# Stored data start

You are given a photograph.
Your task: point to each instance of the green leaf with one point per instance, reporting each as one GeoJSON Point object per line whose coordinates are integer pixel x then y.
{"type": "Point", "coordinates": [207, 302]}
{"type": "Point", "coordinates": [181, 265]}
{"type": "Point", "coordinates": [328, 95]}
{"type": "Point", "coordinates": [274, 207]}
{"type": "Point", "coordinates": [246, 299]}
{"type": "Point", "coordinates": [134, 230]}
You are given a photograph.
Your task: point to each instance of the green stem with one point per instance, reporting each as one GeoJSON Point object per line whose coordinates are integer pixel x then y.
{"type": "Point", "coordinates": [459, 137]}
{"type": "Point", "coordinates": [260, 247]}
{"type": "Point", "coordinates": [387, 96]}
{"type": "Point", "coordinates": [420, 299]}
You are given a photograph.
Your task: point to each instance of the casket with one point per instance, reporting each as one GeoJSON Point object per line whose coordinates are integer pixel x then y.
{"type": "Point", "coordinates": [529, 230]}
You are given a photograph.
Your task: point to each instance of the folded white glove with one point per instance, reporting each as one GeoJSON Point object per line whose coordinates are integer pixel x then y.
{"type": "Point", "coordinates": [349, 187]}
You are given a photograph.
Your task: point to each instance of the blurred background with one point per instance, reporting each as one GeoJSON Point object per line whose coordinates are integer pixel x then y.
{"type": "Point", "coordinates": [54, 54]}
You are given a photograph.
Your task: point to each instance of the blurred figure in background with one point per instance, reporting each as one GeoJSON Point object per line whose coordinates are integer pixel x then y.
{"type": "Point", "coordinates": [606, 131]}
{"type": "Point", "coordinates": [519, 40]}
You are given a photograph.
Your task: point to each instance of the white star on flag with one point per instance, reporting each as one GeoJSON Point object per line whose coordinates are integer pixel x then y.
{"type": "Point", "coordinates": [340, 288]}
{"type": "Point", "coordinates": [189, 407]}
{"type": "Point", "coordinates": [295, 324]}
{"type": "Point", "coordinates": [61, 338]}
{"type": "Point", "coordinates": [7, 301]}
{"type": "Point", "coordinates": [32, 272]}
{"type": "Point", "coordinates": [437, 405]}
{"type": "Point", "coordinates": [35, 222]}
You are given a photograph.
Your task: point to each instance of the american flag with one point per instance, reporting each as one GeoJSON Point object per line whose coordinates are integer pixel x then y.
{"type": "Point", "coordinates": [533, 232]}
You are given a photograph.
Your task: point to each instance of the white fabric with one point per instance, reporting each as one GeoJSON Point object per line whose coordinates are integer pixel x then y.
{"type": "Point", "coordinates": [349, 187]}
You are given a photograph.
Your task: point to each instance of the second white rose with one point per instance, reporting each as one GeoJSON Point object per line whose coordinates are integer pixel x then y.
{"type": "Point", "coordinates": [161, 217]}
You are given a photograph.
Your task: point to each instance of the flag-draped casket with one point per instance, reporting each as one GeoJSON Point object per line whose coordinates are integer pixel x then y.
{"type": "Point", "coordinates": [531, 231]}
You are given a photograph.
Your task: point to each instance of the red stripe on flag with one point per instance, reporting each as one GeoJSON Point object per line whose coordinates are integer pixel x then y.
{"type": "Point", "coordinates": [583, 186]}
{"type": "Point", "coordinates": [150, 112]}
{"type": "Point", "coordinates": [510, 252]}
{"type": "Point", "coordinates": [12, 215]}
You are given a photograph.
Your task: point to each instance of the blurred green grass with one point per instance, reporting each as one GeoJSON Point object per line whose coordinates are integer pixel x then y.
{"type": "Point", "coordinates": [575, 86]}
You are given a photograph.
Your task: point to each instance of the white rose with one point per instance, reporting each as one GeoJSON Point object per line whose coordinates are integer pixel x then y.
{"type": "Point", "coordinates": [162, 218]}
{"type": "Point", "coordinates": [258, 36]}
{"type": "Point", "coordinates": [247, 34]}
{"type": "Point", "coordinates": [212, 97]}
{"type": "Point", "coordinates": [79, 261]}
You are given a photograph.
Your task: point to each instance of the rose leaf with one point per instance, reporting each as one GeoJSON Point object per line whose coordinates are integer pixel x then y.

# Stored data end

* _Stated task_: Output the lines above verbatim and in full.

* _Result of this exercise_:
You are given a photograph.
Your task: point to each instance of the green leaf with one point per instance, reporting each as one GeoJSON Point object per line whose coordinates are integer pixel x then y.
{"type": "Point", "coordinates": [207, 302]}
{"type": "Point", "coordinates": [181, 265]}
{"type": "Point", "coordinates": [328, 95]}
{"type": "Point", "coordinates": [274, 207]}
{"type": "Point", "coordinates": [246, 299]}
{"type": "Point", "coordinates": [134, 230]}
You are given a photograph.
Your task: point to each instance of the green stem with one point per instance, reporting each as one GeoJSON Point object per line whose coordinates are integer pixel x then y.
{"type": "Point", "coordinates": [459, 137]}
{"type": "Point", "coordinates": [260, 247]}
{"type": "Point", "coordinates": [387, 96]}
{"type": "Point", "coordinates": [420, 299]}
You are given a photograph.
Your task: point to each instance of the casket with one point per instance, reporting each as one GeoJSON Point object per line whose coordinates are integer pixel x then y.
{"type": "Point", "coordinates": [529, 230]}
You are given a photograph.
Your task: point to each instance of the folded white glove with one point per instance, reporting each as one GeoJSON Point object per line whose coordinates are integer pixel x then y.
{"type": "Point", "coordinates": [349, 187]}
You are given a photograph.
Your task: point to each instance of the blurred background with one point per instance, reporting each as one GeoJSON Point object per line whose coordinates are integer pixel x then y.
{"type": "Point", "coordinates": [54, 54]}
You are given a photograph.
Your task: point to each instance of the blurred figure in background with one point per instance, reporting each as one GeoJSON Point object per line whose coordinates are integer pixel x then y.
{"type": "Point", "coordinates": [606, 131]}
{"type": "Point", "coordinates": [519, 40]}
You are given a photograph.
Your task: point to each instance of the white star on flag with one point per instance, reporting each as one GeoJSON Point object per line whose coordinates are integer pixel x then y.
{"type": "Point", "coordinates": [340, 288]}
{"type": "Point", "coordinates": [189, 407]}
{"type": "Point", "coordinates": [295, 324]}
{"type": "Point", "coordinates": [61, 338]}
{"type": "Point", "coordinates": [7, 301]}
{"type": "Point", "coordinates": [32, 272]}
{"type": "Point", "coordinates": [437, 405]}
{"type": "Point", "coordinates": [35, 222]}
You are given a photograph.
Your task: point to each instance of the american flag with one point per instance, reporting each as one GeoJSON Point object per line whose coordinates are integer pixel x then y.
{"type": "Point", "coordinates": [533, 232]}
You are given a photograph.
Your task: point to each instance of the white fabric with one point per instance, reporting each as one GeoJSON Point object per line whose coordinates are integer pixel x then y.
{"type": "Point", "coordinates": [349, 187]}
You are given a photograph.
Your task: point to each instance of the second white rose with one point per instance, reporting each as one GeoJSON Point object per line whose coordinates are integer pixel x then y.
{"type": "Point", "coordinates": [161, 217]}
You are given a photograph.
Your task: point to each instance of the flag-draped casket with one point per instance, reporting each as one GeoJSON Point object per line whose coordinates are integer pixel x then y.
{"type": "Point", "coordinates": [531, 231]}
You are given a photograph.
Your task: point to each instance of the red stripe on flag with one point per instance, reporting each as one GeoJSON Point object per line whose coordinates are integer pixel x then y.
{"type": "Point", "coordinates": [583, 186]}
{"type": "Point", "coordinates": [150, 112]}
{"type": "Point", "coordinates": [510, 252]}
{"type": "Point", "coordinates": [12, 215]}
You are given a photograph.
Your task: point to each instance of the blurred green grass with one point per instance, reporting each as one GeoJSON Point object per line whose coordinates are integer pixel x then y.
{"type": "Point", "coordinates": [575, 86]}
You are given a photograph.
Your task: point to each instance of the white rose with one point per instance, reporting each as one GeoJSON Point object per line whose coordinates are integer pixel x then y.
{"type": "Point", "coordinates": [162, 218]}
{"type": "Point", "coordinates": [258, 36]}
{"type": "Point", "coordinates": [247, 34]}
{"type": "Point", "coordinates": [212, 97]}
{"type": "Point", "coordinates": [79, 261]}
You are given a photograph.
Your task: point to each instance of the rose leaf with one point per instance, reporting each as one GeoJSON Point object per line whose coordinates are integer pixel x then y.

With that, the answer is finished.